**Text under study:**

A popular and widespread Easter custom is that of egg rolling, which can be found throughout the length and breadth of England. The rolling of the egg is thought by many to symbolise the rolling of the sun in the sky, and therefore may be a custom of  pre-Christian origin.

Well Dressing

Well dressing is still common and practised in many English villages today. It can still be found in Derbyshire, where it seems to be especially popular, in places such as Tissington and Wirksworth, and also other villages such as Bisley, Endon, Tideswell, Bradwell and Buxton. Although well dressing can be found in many places, not all of them are descended from an ancient root, some certainly are, whilst others are revivals of a well customs that become lost and then found again, and others that were simply modern introductions due to the one time fashionable custom of well dressing.

**Brief:** Update the passage on English Easter and well customs from "Well dressing is" through "of well dressing.", writing that stretch again with "Derbyshire" changed to "Staffordshire". The rows after this text are separate material with no connection to it.

**Entries supplied:**
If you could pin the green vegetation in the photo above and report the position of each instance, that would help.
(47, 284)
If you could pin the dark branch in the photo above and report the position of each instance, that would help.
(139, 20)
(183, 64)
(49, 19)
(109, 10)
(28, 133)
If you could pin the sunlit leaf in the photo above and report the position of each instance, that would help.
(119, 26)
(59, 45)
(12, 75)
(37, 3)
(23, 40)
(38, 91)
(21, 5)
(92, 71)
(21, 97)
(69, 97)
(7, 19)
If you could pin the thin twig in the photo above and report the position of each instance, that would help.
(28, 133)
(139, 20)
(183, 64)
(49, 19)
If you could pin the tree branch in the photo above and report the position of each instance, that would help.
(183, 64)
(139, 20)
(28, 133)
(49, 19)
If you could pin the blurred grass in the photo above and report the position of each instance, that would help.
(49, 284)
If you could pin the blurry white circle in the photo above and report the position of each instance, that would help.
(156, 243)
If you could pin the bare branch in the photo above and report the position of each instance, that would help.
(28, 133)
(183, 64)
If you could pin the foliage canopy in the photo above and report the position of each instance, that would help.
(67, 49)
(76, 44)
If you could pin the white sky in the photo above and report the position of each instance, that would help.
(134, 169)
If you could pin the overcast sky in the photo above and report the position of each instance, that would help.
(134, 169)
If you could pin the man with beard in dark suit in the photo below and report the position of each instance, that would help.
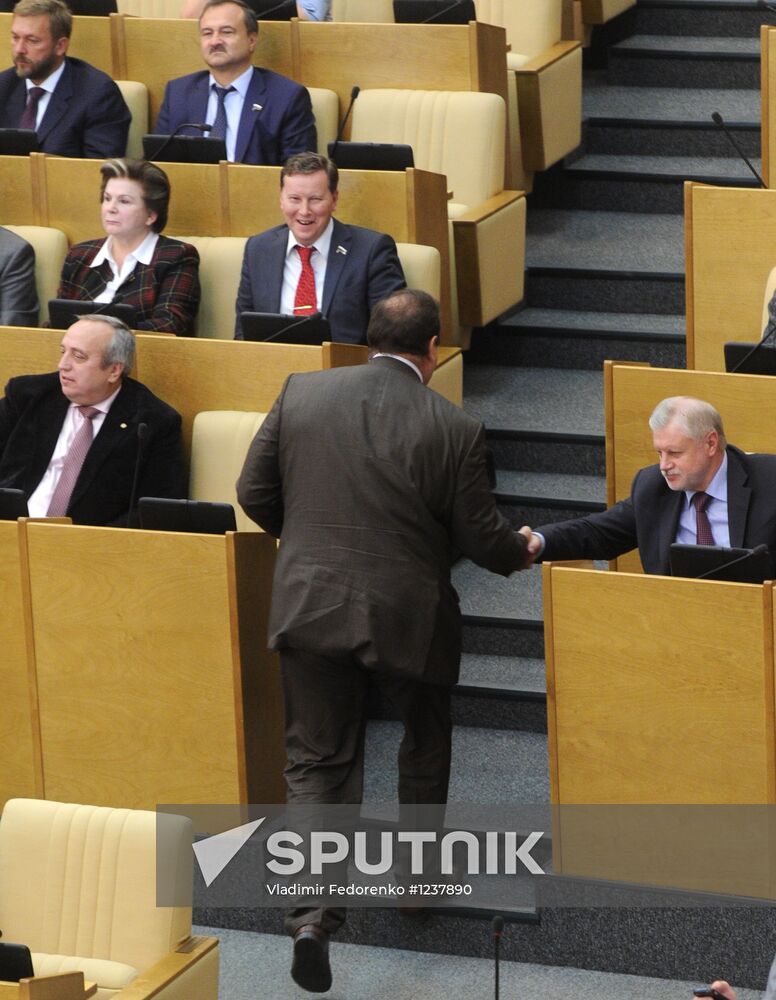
(73, 439)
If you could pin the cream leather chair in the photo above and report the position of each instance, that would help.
(461, 135)
(369, 11)
(78, 887)
(220, 262)
(326, 110)
(422, 267)
(549, 76)
(50, 246)
(136, 96)
(219, 443)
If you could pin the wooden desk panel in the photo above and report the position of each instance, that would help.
(636, 666)
(153, 678)
(20, 774)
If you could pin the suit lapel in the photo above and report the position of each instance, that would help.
(338, 255)
(739, 497)
(250, 119)
(119, 424)
(58, 103)
(50, 416)
(671, 508)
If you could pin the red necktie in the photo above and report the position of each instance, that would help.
(700, 502)
(305, 301)
(79, 448)
(30, 113)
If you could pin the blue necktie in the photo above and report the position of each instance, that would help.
(218, 131)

**Your solution:**
Well dressing is still common and practised in many English villages today. It can still be found in Staffordshire, where it seems to be especially popular, in places such as Tissington and Wirksworth, and also other villages such as Bisley, Endon, Tideswell, Bradwell and Buxton. Although well dressing can be found in many places, not all of them are descended from an ancient root, some certainly are, whilst others are revivals of a well customs that become lost and then found again, and others that were simply modern introductions due to the one time fashionable custom of well dressing.